__WORK TO COMPLETE__. Pick out every line in the entries below that contains the word "teddy", and copy each one in full.
[START DATASET EXCERPTS]
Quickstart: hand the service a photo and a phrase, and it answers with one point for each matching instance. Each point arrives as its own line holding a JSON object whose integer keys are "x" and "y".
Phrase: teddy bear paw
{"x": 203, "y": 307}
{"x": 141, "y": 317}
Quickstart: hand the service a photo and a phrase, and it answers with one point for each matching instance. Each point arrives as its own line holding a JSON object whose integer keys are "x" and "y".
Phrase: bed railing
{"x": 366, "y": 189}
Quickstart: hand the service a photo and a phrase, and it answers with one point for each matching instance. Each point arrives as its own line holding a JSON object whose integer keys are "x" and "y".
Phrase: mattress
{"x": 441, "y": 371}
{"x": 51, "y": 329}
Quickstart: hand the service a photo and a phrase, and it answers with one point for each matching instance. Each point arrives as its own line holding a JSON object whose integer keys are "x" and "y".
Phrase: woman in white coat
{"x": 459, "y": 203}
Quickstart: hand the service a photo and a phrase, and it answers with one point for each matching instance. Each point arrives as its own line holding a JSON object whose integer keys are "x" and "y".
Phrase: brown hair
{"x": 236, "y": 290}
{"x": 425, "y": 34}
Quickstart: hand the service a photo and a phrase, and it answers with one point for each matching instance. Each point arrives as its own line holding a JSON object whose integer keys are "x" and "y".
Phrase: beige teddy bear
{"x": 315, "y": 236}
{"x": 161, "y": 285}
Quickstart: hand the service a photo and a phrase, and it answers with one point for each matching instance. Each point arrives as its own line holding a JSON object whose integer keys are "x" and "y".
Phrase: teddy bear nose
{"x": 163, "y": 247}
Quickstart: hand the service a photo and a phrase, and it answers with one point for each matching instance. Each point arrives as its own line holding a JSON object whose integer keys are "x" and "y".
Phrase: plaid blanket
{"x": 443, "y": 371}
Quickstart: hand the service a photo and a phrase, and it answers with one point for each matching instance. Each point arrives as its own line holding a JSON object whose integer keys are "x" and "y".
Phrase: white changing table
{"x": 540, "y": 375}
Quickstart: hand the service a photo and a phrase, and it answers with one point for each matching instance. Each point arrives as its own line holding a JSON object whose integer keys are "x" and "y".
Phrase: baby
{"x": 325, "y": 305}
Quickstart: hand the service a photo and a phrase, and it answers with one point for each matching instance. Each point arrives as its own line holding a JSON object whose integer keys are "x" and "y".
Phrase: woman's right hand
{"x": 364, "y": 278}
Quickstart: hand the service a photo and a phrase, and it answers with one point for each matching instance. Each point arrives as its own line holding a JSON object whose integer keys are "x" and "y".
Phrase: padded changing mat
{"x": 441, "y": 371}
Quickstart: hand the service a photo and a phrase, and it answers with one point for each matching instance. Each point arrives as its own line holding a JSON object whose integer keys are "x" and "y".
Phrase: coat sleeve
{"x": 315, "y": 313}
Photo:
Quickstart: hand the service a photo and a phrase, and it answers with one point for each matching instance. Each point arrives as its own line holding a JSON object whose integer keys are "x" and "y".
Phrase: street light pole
[END DATASET EXCERPTS]
__THE RESULT__.
Phrase: teddy bear paw
Phrase: beige teddy bear
Phrase: teddy bear nose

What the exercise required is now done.